TEXT FOR ANALYSIS »
○ ○ ○ ○ ○
Mr. Lin, you are taking that quote a bit out of context. I was saying that the guy got quite upset that the girl spoke to him in English. It wasn’t a response proportional to her trying to be helpful. She then switched to Chinese but it made her confused as to whether foreigners want to be spoken too in Chinese or not. I guess I told her it depends. It personally doesnt bother me and whatever helps me get through my day, I am happy with.
My point was that often Taiwanese are often trying to be polite, friendly or helpful in these situations. Why should foreigners get bent out of shape about it? There are genuine examples of racism in Taiwan that are worthy of getting annoyed about.
This goes with the west too. Someone in an airport greeting you in Chinese (which you speak!), is just trying to be friendly. You might find it annoying but it might be appreciated by others. There is a hell of a lot of racism in the West you could of been exposed too and this about down the bottom.
○ ○ ○ ○ ○
WORK INSTRUCTION 1 » Do the following statements agree with the comment on speaking to foreigners in Taiwan? For each, answer yes or no and quote the words from the comment that decide it. (a) The writer says being addressed in English is personally bothersome. (b) The girl switched to Chinese after the man got upset. (c) The writer claims there is no racism in Taiwan.
WORK INSTRUCTION 2 » Quote the comment on speaking to foreigners in Taiwan between "This goes with" and "down the bottom.", inclusive.

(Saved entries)
○ ○ ○ ○ ○
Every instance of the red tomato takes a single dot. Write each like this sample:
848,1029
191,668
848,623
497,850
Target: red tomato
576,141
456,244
○ ○ ○ ○ ○
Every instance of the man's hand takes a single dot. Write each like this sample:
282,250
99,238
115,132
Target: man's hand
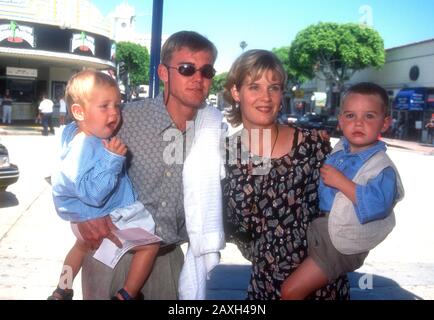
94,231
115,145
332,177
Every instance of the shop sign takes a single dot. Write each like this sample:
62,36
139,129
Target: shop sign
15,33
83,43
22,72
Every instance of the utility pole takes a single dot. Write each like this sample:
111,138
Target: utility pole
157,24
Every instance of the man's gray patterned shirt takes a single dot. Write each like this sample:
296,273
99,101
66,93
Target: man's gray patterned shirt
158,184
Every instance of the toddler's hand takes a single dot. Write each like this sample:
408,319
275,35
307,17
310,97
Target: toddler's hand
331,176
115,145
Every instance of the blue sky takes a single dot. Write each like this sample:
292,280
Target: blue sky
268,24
○ ○ ○ ○ ○
TASK ANSWER 1 »
(a) No: "It personally doesnt bother me"
(b) Yes: "She then switched to Chinese"
(c) No: "There are genuine examples of racism in Taiwan that are worthy of getting annoyed about."

TASK ANSWER 2 »
This goes with the west too. Someone in an airport greeting you in Chinese (which you speak!), is just trying to be friendly. You might find it annoying but it might be appreciated by others. There is a hell of a lot of racism in the West you could of been exposed too and this about down the bottom.